> _À faire_
Présentez toutes les lignes des enregistrements ci-dessous en liste numérotée, sans les lignes vides.

========

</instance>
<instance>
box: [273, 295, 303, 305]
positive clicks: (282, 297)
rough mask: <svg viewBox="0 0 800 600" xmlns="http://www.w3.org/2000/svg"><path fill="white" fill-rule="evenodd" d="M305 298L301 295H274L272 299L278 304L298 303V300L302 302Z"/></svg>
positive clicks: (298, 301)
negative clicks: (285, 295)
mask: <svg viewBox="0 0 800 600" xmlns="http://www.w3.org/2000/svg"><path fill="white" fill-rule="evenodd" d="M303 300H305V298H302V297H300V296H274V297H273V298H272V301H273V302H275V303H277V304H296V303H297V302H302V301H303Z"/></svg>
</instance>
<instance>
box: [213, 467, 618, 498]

========

> _Réponse_
1. </instance>
2. <instance>
3. box: [273, 295, 303, 305]
4. positive clicks: (282, 297)
5. rough mask: <svg viewBox="0 0 800 600" xmlns="http://www.w3.org/2000/svg"><path fill="white" fill-rule="evenodd" d="M305 298L301 295H274L272 299L278 304L298 303V300L302 302Z"/></svg>
6. positive clicks: (298, 301)
7. negative clicks: (285, 295)
8. mask: <svg viewBox="0 0 800 600" xmlns="http://www.w3.org/2000/svg"><path fill="white" fill-rule="evenodd" d="M303 300H305V298H302V297H300V296H274V297H273V298H272V301H273V302H275V303H277V304H296V303H297V302H302V301H303Z"/></svg>
9. </instance>
10. <instance>
11. box: [213, 467, 618, 498]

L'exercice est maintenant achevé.